◆ **REQUIRED TASK 1**: Extract the part of the ext3 rtime discussion from "[permalink] [raw]" to "EXT3_RTIME_FL (modifiable by a user)", copying it word for word.
◆ **REQUIRED TASK 2**:
Answer these questions from the ext3 rtime discussion:
(a) What flag is kept in each directory?
(b) When a regular file or symlink is modified, which of its parents is picked to start the rtime update?
(c) Which website is listed for development, discussion and tips for power savings?
◆ **REQUIRED TASK 3**: Write the next part of the ext3 rtime discussion, picking up right after its last line.

◆ **TEXT TO READ**:
On Tue, 6 Nov 2007 18:19:45 +0100
Jan Kara <[email protected]> wrote:

> Implement recursive mtime (rtime) feature for ext3. The feature works
> as follows: In each directory we keep a flag EXT3_RTIME_FL
> (modifiable by a user) whether rtime should be updated. In case a
> directory or a file in it is modified and when the flag is set,
> directory's rtime is updated, the flag is cleared, and we move to the
> parent. If the flag is set there, we clear it, update rtime and
> continue upwards upto the root of the filesystem. In case a regular
> file or symlink is modified, we pick arbitrary of its parents
> (actually the one that happens to be at the head of i_dentry list)
> and start the rtime update algorith there.

Ok since mtime (and rtime) are part of the inode and not the dentry...
how do you deal with hardlinks? And with cases of files that have been
unlinked? (ok the later is a wash obviously other than not crashing)

--
If you want to reach me at my work email, use [email protected]
For development, discussion and tips for power savings,
visit http://www.lesswatts.org

2007-11-06 18:01:17

by Al Viro

[permalink] [raw]
Subject: Re: [RFC] [PATCH 3/3] Recursive mtime for ext3

On Tue, Nov 06, 2007 at 06:19:45PM +0100, Jan Kara wrote:
> Implement recursive mtime (rtime) feature for ext3. The feature works as
> follows: In each directory we keep a flag EXT3_RTIME_FL (modifiable by a user)

◆ **RECORDED INFORMATION**:

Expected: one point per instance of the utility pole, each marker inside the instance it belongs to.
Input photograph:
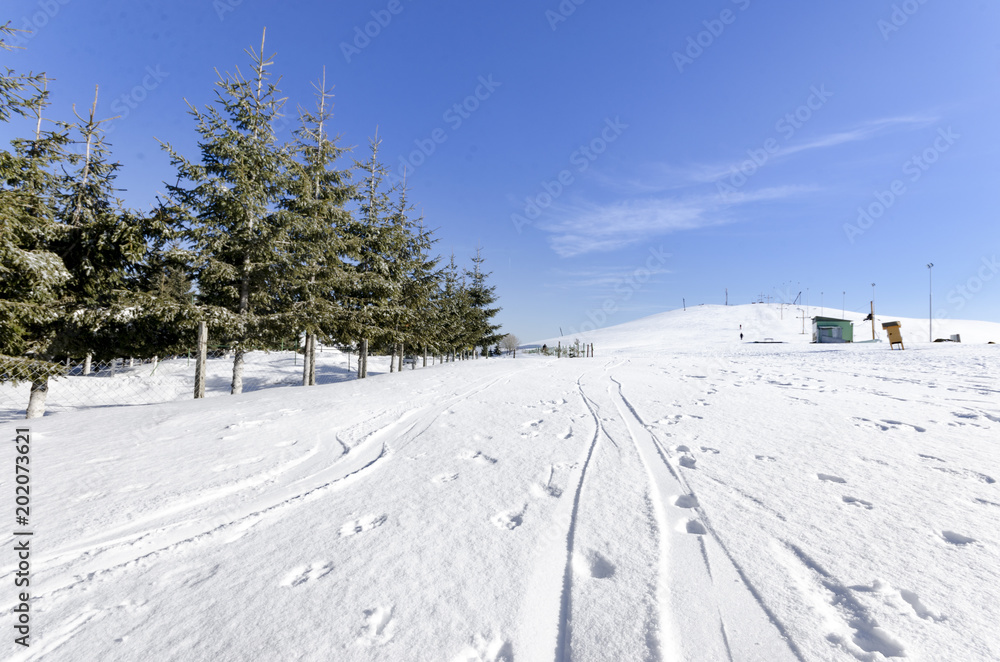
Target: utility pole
(930, 301)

◆ **RIGHT ANSWER 1**:
[permalink] [raw]
Subject: Re: [RFC] [PATCH 3/3] Recursive mtime for ext3

On Tue, Nov 06, 2007 at 06:19:45PM +0100, Jan Kara wrote:
> Implement recursive mtime (rtime) feature for ext3. The feature works as
> follows: In each directory we keep a flag EXT3_RTIME_FL (modifiable by a user)

◆ **RIGHT ANSWER 2**:
(a) EXT3_RTIME_FL
(b) The one that happens to be at the head of the i_dentry list
(c) http://www.lesswatts.org

◆ **RIGHT ANSWER 3**:
> whether rtime should be updated. In case a directory or a file in it is
> modified and when the flag is set, directory's rtime is updated, the flag is
> cleared, and we move to the parent. If the flag is set there, we clear it,
> update rtime and continue upwards upto the root of the filesystem. In case a
> regular file or symlink is modified, we pick arbitrary of its parents (actually
> the one that happens to be at the head of i_dentry list) and start the rtime
> update algorith there.

*ewwww*

Nothing like undeterministic behaviour, is there?

> Intended use case is that application which wants to watch any modification in
> a subtree scans the subtree and sets flags for all inodes there. Next time, it
> just needs to recurse in directories having rtime newer than the start of the
> previous scan. There it can handle modifications and set the flag again. It is
> up to application to watch out for hardlinked files. It can e.g. build their
> list and check their mtime separately (when a hardlink to a file is created its
> inode is modified and rtimes properly updated and thus any application has an
> effective way of finding new hardlinked files).

You know, you can do that with aush^H^Hdit right now...

2007-11-06 18:08:23

by H. Peter Anvin

[permalink] [raw]
Subject: Re: [RFC] [PATCH 3/3] Recursive mtime for ext3

Arjan van de Ven wrote:
> On Tue, 6 Nov 2007 18:19:45 +0100
> Jan Kara <[email protected]> wrote:
>
>> Implement recursive mtime (rtime) feature for ext3. The feature works
>> as follows: In each directory we keep a flag EXT3_RTIME_FL
>> (modifiable by a user) whether rtime should be updated. In case a
>> directory or a file in it is modified and when the flag is set,
>> directory's rtime is updated, the flag is cleared, and we move to the
>> parent. If the flag is set there, we clear it, update rtime and
>> continue upwards upto the root of the filesystem. In case a regular
>> file or symlink is modified, we pick arbitrary of its parents
>> (actually the one that happens to be at the head of i_dentry list)
>> and start the rtime update algorith there.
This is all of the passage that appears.